Goal:
Rescale the lines from the one with "Target: trimmed shrub" up to and including the one with "[(372, 320)]" by giving them again in full, requests included, with every point coordinate in the answers multiplied by 1.55 and rounded to a whole number, halves up. Reproduce only those lines, leaving the wording and numbers of the requests unchanged.

>>>>

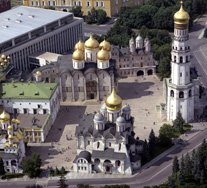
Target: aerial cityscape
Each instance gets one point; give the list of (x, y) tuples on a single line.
[(103, 93)]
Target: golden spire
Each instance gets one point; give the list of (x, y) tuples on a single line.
[(113, 101), (181, 17)]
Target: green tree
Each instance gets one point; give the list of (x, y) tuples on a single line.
[(31, 165), (175, 167), (62, 182), (2, 171), (77, 11), (179, 122), (101, 16)]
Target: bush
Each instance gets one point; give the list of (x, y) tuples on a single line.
[(10, 176)]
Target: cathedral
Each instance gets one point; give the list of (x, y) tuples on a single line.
[(105, 140), (90, 75), (180, 87)]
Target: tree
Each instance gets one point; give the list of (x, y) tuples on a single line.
[(77, 11), (179, 122), (152, 143), (175, 167), (101, 16), (31, 165), (62, 182), (2, 171), (166, 133)]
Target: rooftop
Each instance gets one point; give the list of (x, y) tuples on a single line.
[(23, 19), (33, 90)]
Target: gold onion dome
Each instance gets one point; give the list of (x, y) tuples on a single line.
[(181, 16), (78, 55), (4, 116), (10, 127), (79, 46), (113, 101), (91, 43), (103, 55), (105, 45)]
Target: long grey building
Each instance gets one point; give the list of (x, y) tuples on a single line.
[(27, 30)]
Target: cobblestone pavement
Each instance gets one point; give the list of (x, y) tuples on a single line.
[(142, 94)]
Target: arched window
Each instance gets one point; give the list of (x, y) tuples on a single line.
[(181, 59), (172, 93), (190, 93), (181, 94)]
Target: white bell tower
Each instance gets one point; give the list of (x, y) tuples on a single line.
[(180, 93)]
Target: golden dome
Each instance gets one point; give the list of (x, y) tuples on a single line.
[(181, 17), (10, 127), (103, 55), (4, 116), (38, 73), (105, 45), (10, 136), (91, 43), (113, 101), (78, 55), (80, 46)]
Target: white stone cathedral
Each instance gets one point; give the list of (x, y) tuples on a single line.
[(180, 89)]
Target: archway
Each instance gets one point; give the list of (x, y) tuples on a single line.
[(140, 73), (91, 90), (150, 72)]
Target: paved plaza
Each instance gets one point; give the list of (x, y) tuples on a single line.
[(141, 93)]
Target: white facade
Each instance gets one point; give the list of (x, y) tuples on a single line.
[(180, 91)]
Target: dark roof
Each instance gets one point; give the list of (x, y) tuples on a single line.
[(85, 155), (108, 154)]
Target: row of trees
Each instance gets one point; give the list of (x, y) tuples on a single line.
[(159, 13)]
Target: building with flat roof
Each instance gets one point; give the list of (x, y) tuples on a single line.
[(28, 30), (35, 104)]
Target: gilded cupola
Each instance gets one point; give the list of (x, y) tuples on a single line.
[(78, 55), (91, 43), (4, 116), (103, 55), (79, 46), (181, 17), (113, 101), (105, 45)]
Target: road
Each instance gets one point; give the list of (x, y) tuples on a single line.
[(153, 175), (96, 29)]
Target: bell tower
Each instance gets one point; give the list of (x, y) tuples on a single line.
[(180, 87)]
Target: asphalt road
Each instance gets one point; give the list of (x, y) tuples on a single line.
[(153, 175)]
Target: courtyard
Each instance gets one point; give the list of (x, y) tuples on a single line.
[(143, 94)]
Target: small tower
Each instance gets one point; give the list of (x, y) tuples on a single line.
[(180, 91), (132, 45), (38, 76), (147, 45), (91, 49), (105, 45), (126, 112), (98, 120), (4, 120), (78, 59), (113, 105), (139, 42), (120, 124), (103, 57)]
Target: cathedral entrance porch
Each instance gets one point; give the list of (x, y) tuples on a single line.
[(107, 166), (91, 90)]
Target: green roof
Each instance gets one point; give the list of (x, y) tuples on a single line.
[(22, 90)]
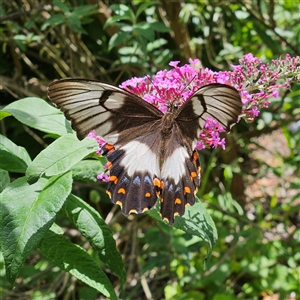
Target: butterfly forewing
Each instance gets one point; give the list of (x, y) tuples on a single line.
[(218, 101), (92, 105)]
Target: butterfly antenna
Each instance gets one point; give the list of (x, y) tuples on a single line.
[(155, 86)]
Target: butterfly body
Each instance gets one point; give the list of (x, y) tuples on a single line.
[(150, 154)]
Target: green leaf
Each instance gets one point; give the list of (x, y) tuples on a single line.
[(37, 113), (53, 21), (160, 27), (4, 179), (76, 261), (145, 30), (75, 23), (144, 6), (116, 21), (27, 212), (83, 10), (195, 221), (13, 158), (63, 7), (117, 39), (93, 227), (123, 11), (87, 170), (60, 156)]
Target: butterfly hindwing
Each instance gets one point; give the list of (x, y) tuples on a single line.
[(218, 101), (149, 153), (134, 170), (180, 176)]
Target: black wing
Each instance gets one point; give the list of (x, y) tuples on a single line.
[(218, 101), (115, 115), (180, 174), (129, 125)]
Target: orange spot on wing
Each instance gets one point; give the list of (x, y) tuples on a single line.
[(114, 179), (187, 190), (177, 201), (119, 203), (121, 191), (195, 156)]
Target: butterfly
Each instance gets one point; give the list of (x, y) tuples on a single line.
[(150, 154)]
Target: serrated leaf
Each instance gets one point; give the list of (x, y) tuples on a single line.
[(160, 27), (13, 158), (87, 170), (195, 221), (37, 113), (93, 227), (60, 156), (76, 261), (27, 212), (4, 179), (144, 29), (83, 10)]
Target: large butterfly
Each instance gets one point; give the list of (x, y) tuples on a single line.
[(150, 154)]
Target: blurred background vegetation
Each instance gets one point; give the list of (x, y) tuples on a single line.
[(251, 190)]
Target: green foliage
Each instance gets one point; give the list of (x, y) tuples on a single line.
[(60, 235)]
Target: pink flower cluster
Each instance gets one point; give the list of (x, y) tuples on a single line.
[(256, 82)]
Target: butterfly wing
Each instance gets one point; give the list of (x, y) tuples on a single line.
[(134, 168), (180, 173), (218, 101), (115, 115), (129, 125), (180, 176)]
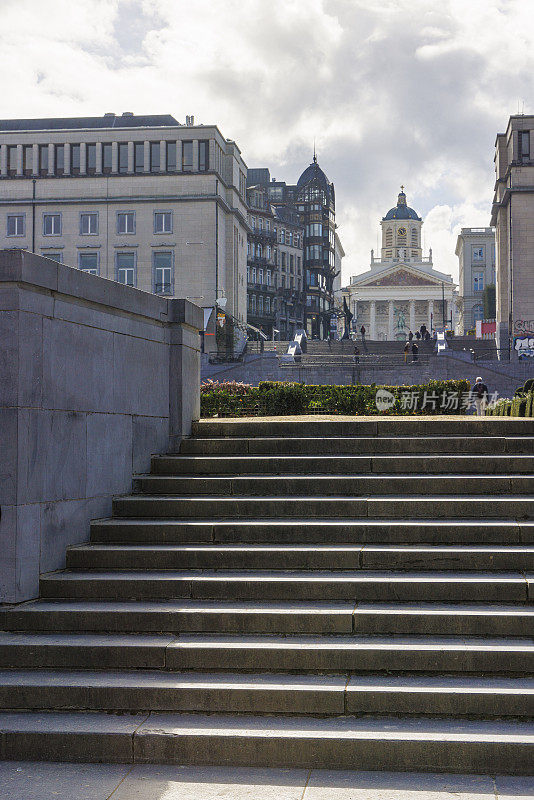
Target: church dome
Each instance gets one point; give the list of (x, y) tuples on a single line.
[(314, 174), (402, 210)]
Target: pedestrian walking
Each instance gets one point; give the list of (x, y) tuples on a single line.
[(480, 392)]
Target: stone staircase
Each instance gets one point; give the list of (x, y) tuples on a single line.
[(337, 594)]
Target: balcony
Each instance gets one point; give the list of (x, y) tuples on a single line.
[(263, 236)]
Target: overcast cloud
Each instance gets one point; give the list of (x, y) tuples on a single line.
[(396, 91)]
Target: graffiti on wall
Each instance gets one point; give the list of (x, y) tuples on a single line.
[(524, 326), (524, 345)]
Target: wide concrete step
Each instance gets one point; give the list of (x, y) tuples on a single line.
[(326, 507), (304, 531), (330, 654), (300, 557), (482, 464), (336, 445), (448, 586), (134, 691), (339, 742), (365, 426), (208, 616), (334, 485)]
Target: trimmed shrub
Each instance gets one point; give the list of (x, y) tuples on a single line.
[(279, 398)]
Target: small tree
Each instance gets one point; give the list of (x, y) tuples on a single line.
[(489, 302)]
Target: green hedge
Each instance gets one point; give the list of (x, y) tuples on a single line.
[(522, 405), (272, 398)]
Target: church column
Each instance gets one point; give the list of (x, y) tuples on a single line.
[(372, 320)]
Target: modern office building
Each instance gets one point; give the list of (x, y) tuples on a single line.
[(475, 248), (143, 200), (313, 197), (513, 218)]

<<<<

Written answer:
Target: trimmed shrub
Each instance gets one point; give the list of (x, y) tuples on a single line.
[(432, 617)]
Target: small tree
Each instance gets one point; give the list of (x, y) tuples on a single line.
[(758, 468)]
Target: green hedge
Each instance gets one point; give the list of (x, y) tuples on a single line.
[(809, 628), (422, 617)]
Target: church column
Each instance gets one point; give the list of (x, y) tuples on a single line.
[(577, 496)]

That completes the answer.